Copy the stretch of the committee hearing transcript below from "387. Focusing on" through "personnel intensive operation?", and switch "Air Force" to "RAF".

▶ _Selected extract_:
((
Chairman: That is a very exciting field
which you are exploring.
Mr Cohen
385. One more shifting trend is of course more
equality for women which is particularly relevant to the armed
forces. Is that reflected in your training so they can come all
the way through?
(Mr Fisher) Yes, that is certainly one of the social
trends we are trying to ensure is reflected in our training and
education system. Yes; very much so.
Mr Brazier
386. What are your assumptions about the effects
of technological development on military training? Do you for
example think that we may continue the trend of fewer and fewer
people, more and more training towards the use of technology,
which has basically featured across all three services in the
last 20 years?
(Vice-Admiral Band) Our technology work has embraced
a number of themes. One is looking at the equipment coming into
service, making sure that we are training to meet the relationship
between the kit and the people. There is no doubt that with the
advances in software, the bringing together of some of the technologies,
although they are used in different equipment in different services,
they are of a similar type. There are various trends there and
I have seen this in my time in the service. You used to have 25
stokers and marine engineers to keep boilers going. As soon as
we went to gas turbines we dropped it by one quarter and the next
propulsion system will have another different mix. That is all
being factored. The other side is the reverse: how good we are
and how we can improve the use of technology to support our training,
the use of computer based systems, synthetics, the whole e-dimension
to learning.
387. Focusing on the main part of your answer,
is there not a danger of what my church would call a phoney irenicism
between the three services here in the sense that your service
and the Air Force man equipment, but if we look at the success
on a small scale in Sierra Leone with the recent Para raid or
the Russian disaster in Grozny, there are circumstances when the
Army finds it cannot use technology very much and what actually
matters under some scenarios is having people who are very fit
physically and morally and are capable of operating in what is
basically a personnel intensive operation?
(Vice-Admiral Band) Yes, there is no doubt that the
environment differences, land to land, sea and air, have specific
drivers on training. That is reflected in the training. What we
are not trying to do is say, forget the operational circumstances,
and say these people are all the same. They are not the same.
))
▶ _Data lines_:
((
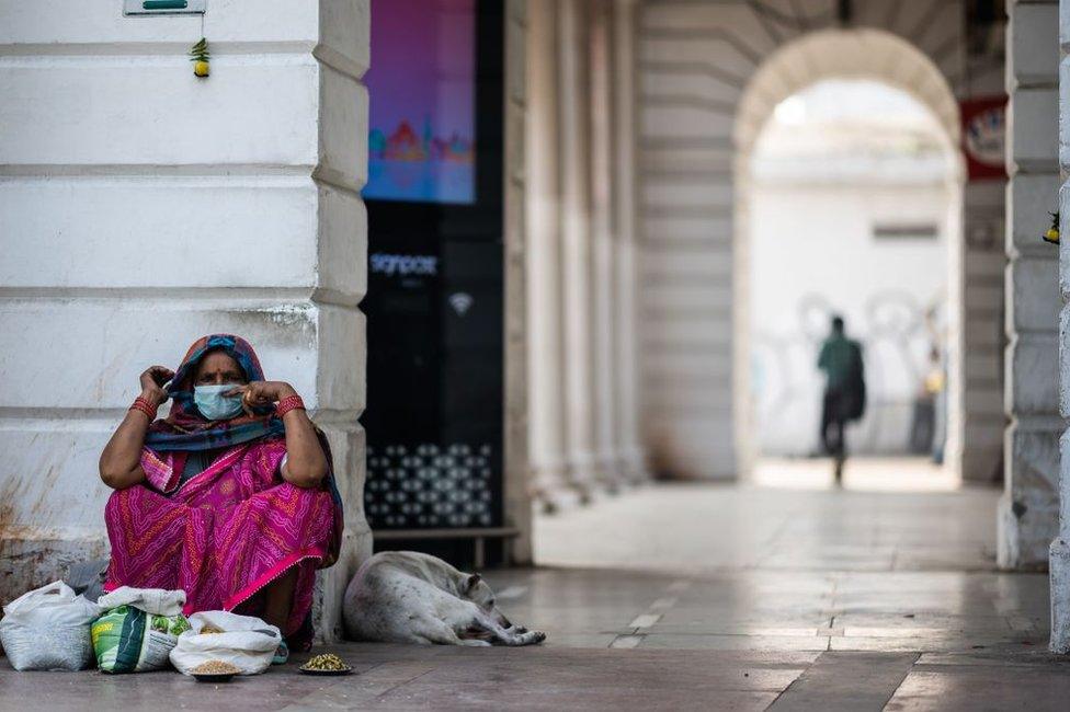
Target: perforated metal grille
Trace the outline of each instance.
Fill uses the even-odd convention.
[[[372,528],[494,525],[489,444],[367,448],[364,512]]]

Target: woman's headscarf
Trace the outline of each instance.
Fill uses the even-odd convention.
[[[254,416],[242,412],[229,421],[209,421],[201,415],[193,401],[193,381],[197,366],[210,352],[221,352],[235,359],[247,381],[264,380],[257,352],[244,338],[232,334],[213,334],[198,338],[190,346],[167,387],[167,393],[172,401],[171,413],[167,418],[156,421],[149,426],[145,438],[148,447],[163,452],[213,450],[262,438],[283,437],[285,434],[282,420],[275,416],[274,405],[258,410]]]

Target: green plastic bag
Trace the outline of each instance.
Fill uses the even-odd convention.
[[[140,608],[119,606],[109,610],[90,629],[96,665],[104,673],[143,673],[169,665],[168,655],[190,621],[178,616],[156,616]]]

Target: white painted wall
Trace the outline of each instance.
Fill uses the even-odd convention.
[[[946,307],[948,205],[940,183],[751,186],[751,379],[759,451],[819,450],[828,314],[863,343],[868,406],[852,453],[907,451],[912,402],[927,370],[924,311]],[[875,223],[931,222],[935,240],[877,240]]]
[[[0,599],[104,550],[100,450],[148,365],[234,332],[334,446],[371,548],[363,432],[367,0],[0,0]],[[212,77],[186,56],[202,33]]]

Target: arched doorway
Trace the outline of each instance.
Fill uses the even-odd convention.
[[[946,461],[953,472],[957,472],[961,452],[960,412],[963,401],[961,378],[961,186],[963,175],[955,147],[958,142],[958,107],[955,97],[941,71],[932,61],[906,41],[875,30],[828,30],[810,33],[777,50],[755,72],[744,91],[737,114],[735,141],[737,147],[735,162],[736,208],[735,208],[735,264],[736,277],[733,310],[733,413],[736,423],[736,448],[739,453],[740,471],[749,473],[759,450],[758,413],[753,398],[755,374],[752,369],[754,340],[752,338],[752,242],[753,221],[751,219],[754,196],[754,158],[760,146],[763,129],[778,111],[790,108],[792,97],[798,99],[807,88],[824,81],[860,82],[857,88],[870,89],[886,87],[901,92],[906,102],[915,104],[929,115],[931,135],[940,143],[947,158],[943,188],[947,196],[946,210],[938,228],[940,237],[946,244],[946,298],[943,300],[941,321],[941,347],[947,370],[946,398]],[[841,87],[841,89],[843,89]],[[787,103],[785,103],[787,102]],[[816,169],[815,169],[816,170]],[[892,211],[893,215],[893,211]],[[892,226],[893,227],[893,226]],[[863,267],[865,268],[865,267]],[[842,291],[842,290],[841,290]],[[820,299],[818,299],[821,302]],[[902,300],[900,300],[902,301]],[[907,299],[912,303],[897,305],[893,311],[925,310],[925,301]],[[815,303],[813,310],[823,314],[832,308],[822,310]],[[842,309],[842,307],[841,307]],[[813,311],[811,310],[811,311]],[[805,311],[805,310],[804,310]],[[910,318],[918,318],[912,314]],[[813,332],[817,324],[809,323],[816,314],[800,318],[808,322],[800,326],[802,332]],[[919,324],[912,324],[917,329]],[[817,405],[811,405],[816,409]],[[900,418],[902,415],[900,414]]]

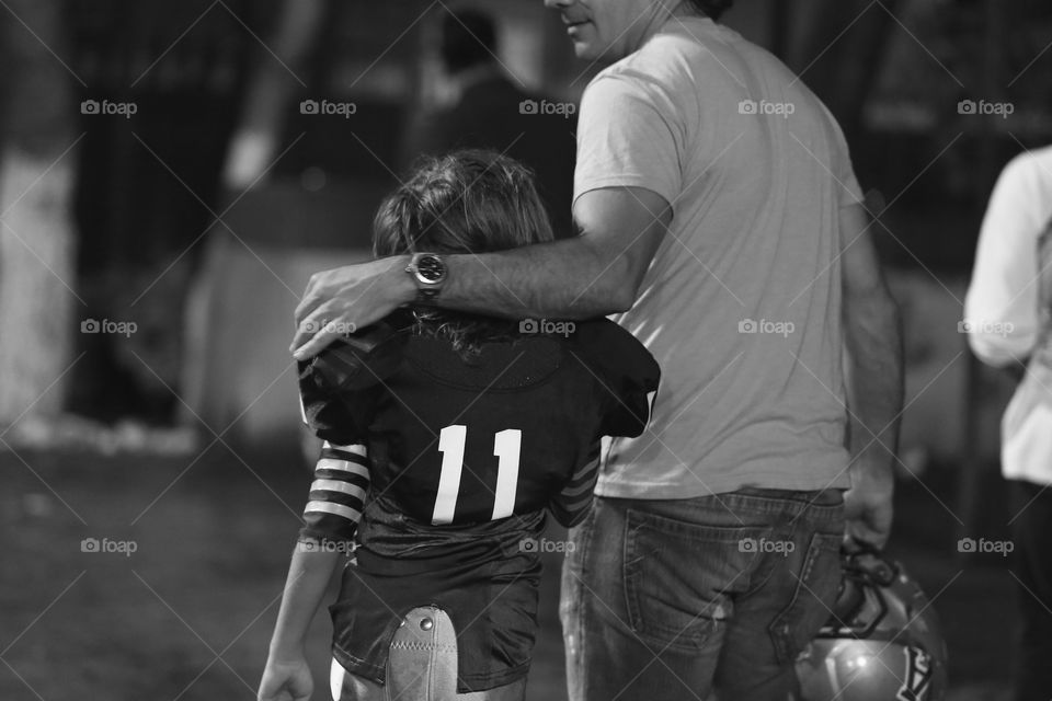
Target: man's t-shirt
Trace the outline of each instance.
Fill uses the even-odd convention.
[[[511,683],[533,650],[545,509],[564,526],[583,518],[599,438],[643,432],[658,365],[607,320],[467,359],[403,330],[365,365],[335,393],[316,366],[300,375],[305,420],[327,441],[301,537],[350,539],[361,514],[333,654],[382,682],[402,618],[434,604],[457,631],[460,691]]]
[[[673,19],[582,100],[574,199],[618,186],[673,208],[617,319],[671,381],[596,493],[848,486],[838,215],[861,195],[827,110],[733,31]]]

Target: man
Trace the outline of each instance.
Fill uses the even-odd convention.
[[[617,60],[582,100],[581,234],[321,273],[297,310],[304,329],[414,299],[621,312],[658,358],[651,429],[609,446],[571,535],[573,699],[786,699],[835,598],[845,515],[876,545],[891,525],[901,335],[847,146],[788,69],[716,22],[729,4],[548,0],[580,57]],[[295,355],[334,335],[301,332]]]
[[[573,235],[570,196],[575,105],[559,113],[540,112],[546,99],[523,90],[498,61],[496,26],[484,12],[469,8],[444,11],[437,49],[457,96],[451,105],[420,111],[411,122],[402,145],[401,170],[421,154],[493,149],[534,171],[556,235]]]
[[[990,199],[964,300],[972,350],[1026,369],[1002,423],[1021,635],[1017,701],[1052,692],[1052,148],[1013,160]]]

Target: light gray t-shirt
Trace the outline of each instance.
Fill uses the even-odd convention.
[[[596,492],[849,486],[838,215],[861,194],[825,106],[733,31],[673,19],[582,99],[574,199],[615,186],[674,216],[617,318],[661,363],[651,429],[609,445]]]

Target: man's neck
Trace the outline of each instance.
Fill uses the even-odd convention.
[[[643,32],[639,41],[639,46],[634,50],[639,50],[643,47],[647,42],[651,39],[655,34],[661,31],[661,27],[665,26],[670,21],[676,20],[683,22],[684,20],[708,20],[709,16],[704,12],[700,12],[694,8],[689,2],[681,1],[672,8],[665,8],[661,5],[654,10],[653,16],[648,21],[647,28]]]

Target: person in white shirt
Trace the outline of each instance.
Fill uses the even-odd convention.
[[[893,515],[901,334],[847,143],[718,22],[730,0],[546,4],[580,58],[613,61],[581,101],[578,235],[428,254],[423,275],[405,256],[316,274],[294,355],[332,341],[316,322],[421,296],[524,321],[619,313],[671,381],[645,437],[606,447],[567,543],[569,697],[796,698],[845,531],[881,547]]]
[[[963,327],[994,367],[1025,370],[1002,422],[1022,625],[1016,701],[1052,692],[1052,147],[1002,172],[979,238]]]

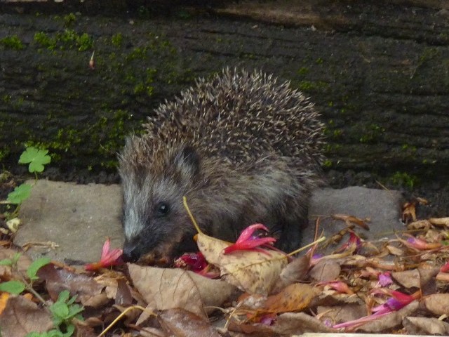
))
▶ _Result for this exercise_:
387. Focusing on the main part of your answer,
is there not a danger of what my church would call a phoney irenicism
between the three services here in the sense that your service
and the RAF man equipment, but if we look at the success
on a small scale in Sierra Leone with the recent Para raid or
the Russian disaster in Grozny, there are circumstances when the
Army finds it cannot use technology very much and what actually
matters under some scenarios is having people who are very fit
physically and morally and are capable of operating in what is
basically a personnel intensive operation?